Work to be completed :: Where the records below show the word "green" in a line, please copy that line.
★ ★ ★
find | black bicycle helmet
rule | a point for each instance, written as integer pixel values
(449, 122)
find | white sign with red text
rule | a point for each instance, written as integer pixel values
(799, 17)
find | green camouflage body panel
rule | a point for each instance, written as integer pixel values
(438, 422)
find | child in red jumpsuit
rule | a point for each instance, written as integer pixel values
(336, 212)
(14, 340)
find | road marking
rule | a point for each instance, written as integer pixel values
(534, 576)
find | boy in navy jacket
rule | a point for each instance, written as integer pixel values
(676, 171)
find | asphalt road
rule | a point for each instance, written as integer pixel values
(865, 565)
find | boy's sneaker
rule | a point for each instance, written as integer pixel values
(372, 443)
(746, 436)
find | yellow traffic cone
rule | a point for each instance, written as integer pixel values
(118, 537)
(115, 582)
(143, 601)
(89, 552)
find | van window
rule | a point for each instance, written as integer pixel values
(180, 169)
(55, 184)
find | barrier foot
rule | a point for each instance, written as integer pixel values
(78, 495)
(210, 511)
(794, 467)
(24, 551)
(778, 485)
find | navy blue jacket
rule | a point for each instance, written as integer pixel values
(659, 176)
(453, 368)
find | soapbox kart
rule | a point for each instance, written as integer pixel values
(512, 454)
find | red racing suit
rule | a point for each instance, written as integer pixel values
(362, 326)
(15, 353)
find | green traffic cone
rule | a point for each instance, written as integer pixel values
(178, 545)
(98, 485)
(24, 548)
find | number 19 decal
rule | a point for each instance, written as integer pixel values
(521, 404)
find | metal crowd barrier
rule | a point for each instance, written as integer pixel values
★ ★ ★
Final answer ::
find | green camouflage body panel
find | green traffic cone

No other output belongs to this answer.